** What is being asked **
From the records below, copy out exactly the lines from the one containing "of the side" to the one containing "Target: windshield", both included. Add nothing else.

** Material supplied **
============================================================

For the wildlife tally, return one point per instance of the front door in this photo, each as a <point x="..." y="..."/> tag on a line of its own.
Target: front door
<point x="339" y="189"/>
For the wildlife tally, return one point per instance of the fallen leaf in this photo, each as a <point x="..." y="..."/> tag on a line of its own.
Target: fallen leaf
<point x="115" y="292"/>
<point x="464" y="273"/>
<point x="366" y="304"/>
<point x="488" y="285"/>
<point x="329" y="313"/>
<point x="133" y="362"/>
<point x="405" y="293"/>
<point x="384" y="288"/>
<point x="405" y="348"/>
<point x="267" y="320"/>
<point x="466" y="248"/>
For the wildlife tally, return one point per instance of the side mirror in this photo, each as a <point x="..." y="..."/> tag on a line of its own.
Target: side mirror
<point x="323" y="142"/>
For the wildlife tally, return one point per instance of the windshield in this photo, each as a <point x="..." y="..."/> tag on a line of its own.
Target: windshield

============================================================

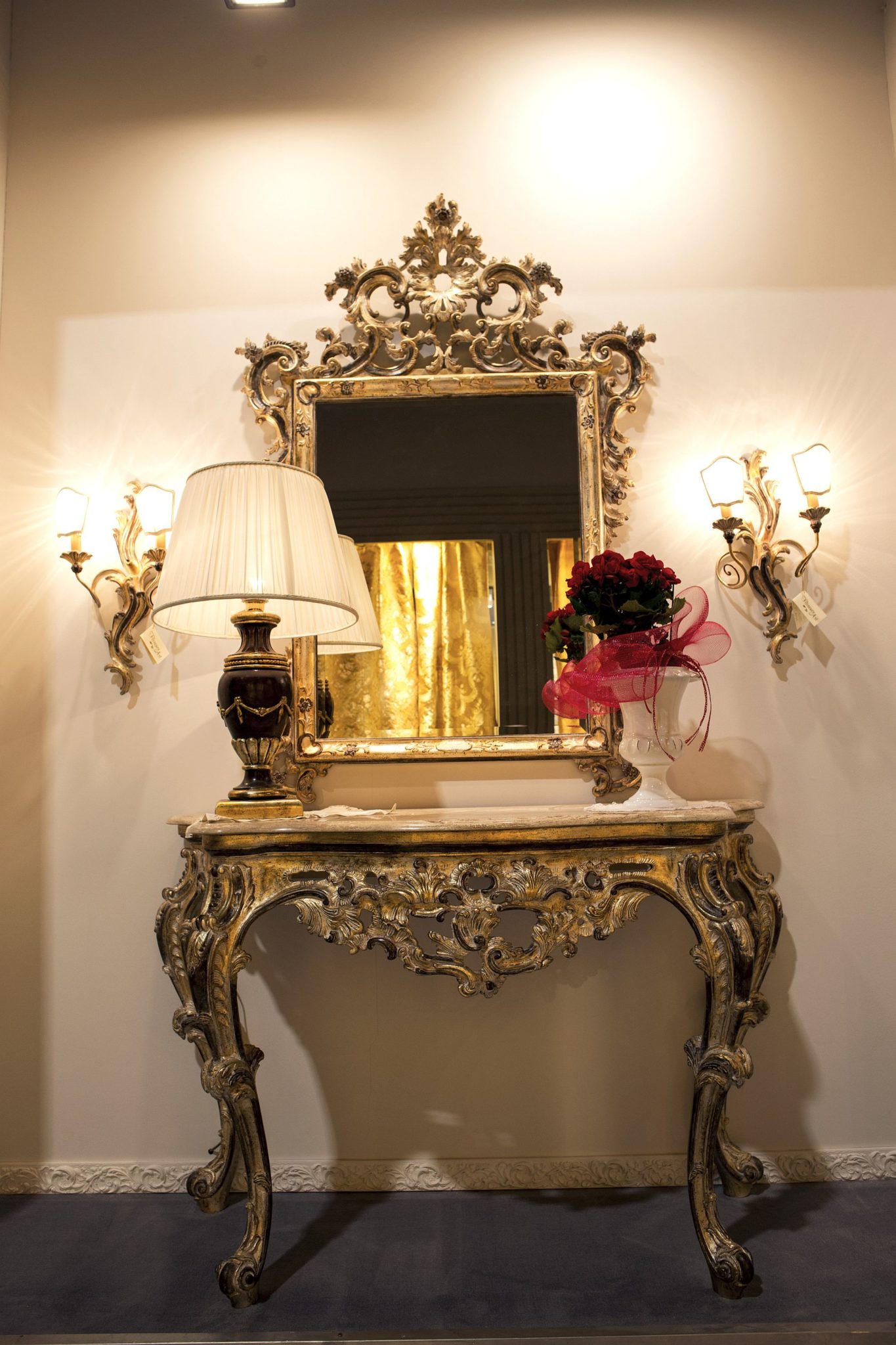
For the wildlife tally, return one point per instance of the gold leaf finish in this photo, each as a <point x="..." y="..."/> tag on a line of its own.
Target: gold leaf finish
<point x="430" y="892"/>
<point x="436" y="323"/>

============================================================

** Task result **
For the wildlife tally, return one point per instance of the side mirror in this photo, each as a <point x="..." y="..."/> tag on a line of its own.
Target: side mirror
<point x="323" y="142"/>
For the wildlife tally, return one point per instance of the windshield in this photo, each as a <point x="..." y="..."/> tag on a line of its own.
Target: windshield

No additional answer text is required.